Task objective: From the listing below, copy each line that contains the word "instance".

=== Section Start ===

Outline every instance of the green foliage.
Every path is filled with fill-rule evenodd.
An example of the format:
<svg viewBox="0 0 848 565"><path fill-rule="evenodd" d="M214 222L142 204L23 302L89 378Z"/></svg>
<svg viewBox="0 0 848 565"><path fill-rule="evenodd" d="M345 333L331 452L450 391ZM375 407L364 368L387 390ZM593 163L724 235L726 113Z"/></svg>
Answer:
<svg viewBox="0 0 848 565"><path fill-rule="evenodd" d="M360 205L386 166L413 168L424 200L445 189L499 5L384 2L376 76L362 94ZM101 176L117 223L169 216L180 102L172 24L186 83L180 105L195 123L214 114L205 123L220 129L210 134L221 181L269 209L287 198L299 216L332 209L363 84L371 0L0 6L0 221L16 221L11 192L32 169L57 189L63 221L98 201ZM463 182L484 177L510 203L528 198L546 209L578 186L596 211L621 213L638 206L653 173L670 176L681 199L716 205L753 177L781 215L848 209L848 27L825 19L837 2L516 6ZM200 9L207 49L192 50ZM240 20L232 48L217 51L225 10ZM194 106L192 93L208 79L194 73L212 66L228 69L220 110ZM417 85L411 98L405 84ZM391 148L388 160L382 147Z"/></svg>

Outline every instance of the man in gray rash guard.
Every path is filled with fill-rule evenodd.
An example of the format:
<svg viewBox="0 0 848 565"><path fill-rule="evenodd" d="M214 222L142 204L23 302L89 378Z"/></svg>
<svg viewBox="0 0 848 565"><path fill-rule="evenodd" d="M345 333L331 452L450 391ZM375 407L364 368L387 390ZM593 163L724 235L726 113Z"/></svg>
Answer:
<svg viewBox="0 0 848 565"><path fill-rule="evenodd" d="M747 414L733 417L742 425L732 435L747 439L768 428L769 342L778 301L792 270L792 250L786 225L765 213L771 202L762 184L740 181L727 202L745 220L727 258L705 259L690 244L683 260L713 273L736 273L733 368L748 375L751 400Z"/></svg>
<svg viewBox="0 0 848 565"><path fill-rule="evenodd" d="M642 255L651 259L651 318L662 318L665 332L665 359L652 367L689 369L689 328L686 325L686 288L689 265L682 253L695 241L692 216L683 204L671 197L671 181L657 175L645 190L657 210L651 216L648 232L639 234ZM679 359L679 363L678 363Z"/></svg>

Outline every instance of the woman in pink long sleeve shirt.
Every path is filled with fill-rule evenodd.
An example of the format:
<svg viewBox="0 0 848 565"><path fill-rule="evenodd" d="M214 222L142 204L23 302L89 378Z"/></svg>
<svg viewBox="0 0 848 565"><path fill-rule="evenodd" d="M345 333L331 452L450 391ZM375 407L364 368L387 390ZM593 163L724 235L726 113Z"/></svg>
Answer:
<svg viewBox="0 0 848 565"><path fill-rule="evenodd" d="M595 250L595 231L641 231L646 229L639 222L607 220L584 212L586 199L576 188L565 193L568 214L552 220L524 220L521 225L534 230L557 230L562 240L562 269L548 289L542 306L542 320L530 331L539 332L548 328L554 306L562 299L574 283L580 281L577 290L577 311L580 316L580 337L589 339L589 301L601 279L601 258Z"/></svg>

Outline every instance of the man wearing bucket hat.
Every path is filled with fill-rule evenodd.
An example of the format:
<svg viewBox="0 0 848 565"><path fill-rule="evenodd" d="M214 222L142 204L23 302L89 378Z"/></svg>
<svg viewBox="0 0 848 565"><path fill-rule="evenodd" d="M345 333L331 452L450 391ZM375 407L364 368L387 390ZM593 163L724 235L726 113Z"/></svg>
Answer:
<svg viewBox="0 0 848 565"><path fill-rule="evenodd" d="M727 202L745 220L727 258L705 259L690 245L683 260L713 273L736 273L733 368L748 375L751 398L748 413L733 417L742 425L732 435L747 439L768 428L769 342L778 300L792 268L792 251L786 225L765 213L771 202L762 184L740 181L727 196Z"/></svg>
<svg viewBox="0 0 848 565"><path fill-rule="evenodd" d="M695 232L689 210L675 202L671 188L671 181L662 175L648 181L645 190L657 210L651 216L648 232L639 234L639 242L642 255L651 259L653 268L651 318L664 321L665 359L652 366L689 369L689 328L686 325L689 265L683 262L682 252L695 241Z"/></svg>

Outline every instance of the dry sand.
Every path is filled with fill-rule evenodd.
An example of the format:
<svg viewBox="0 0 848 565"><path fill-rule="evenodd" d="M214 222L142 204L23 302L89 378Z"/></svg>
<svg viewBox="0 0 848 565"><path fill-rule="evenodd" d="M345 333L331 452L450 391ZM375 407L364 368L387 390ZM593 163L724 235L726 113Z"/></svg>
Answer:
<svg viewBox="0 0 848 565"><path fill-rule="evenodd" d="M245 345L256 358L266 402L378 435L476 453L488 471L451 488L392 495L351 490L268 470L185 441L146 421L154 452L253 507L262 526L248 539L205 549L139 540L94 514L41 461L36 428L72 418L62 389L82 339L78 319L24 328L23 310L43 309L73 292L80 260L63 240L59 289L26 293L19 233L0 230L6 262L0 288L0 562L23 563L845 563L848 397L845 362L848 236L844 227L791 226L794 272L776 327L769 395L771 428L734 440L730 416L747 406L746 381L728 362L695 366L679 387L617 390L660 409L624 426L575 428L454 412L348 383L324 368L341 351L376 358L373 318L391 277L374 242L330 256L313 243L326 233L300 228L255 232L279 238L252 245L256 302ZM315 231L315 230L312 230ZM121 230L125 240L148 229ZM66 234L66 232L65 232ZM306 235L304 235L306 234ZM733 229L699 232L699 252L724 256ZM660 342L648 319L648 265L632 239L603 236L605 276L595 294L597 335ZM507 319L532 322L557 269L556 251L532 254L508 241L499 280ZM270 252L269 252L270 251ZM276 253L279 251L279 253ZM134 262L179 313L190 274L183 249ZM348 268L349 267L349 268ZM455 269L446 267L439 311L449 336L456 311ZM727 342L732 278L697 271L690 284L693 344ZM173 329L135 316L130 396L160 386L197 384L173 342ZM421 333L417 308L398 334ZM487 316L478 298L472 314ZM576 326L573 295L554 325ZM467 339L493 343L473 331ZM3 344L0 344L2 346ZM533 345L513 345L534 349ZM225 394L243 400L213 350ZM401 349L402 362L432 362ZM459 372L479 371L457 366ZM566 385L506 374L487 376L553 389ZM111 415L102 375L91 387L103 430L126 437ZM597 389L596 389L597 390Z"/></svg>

=== Section End ===

Solution for this problem:
Outline every instance of the green foliage.
Outline every instance of the man in gray rash guard.
Outline every instance of the woman in pink long sleeve shirt.
Outline every instance of the man wearing bucket hat.
Outline every instance of the dry sand.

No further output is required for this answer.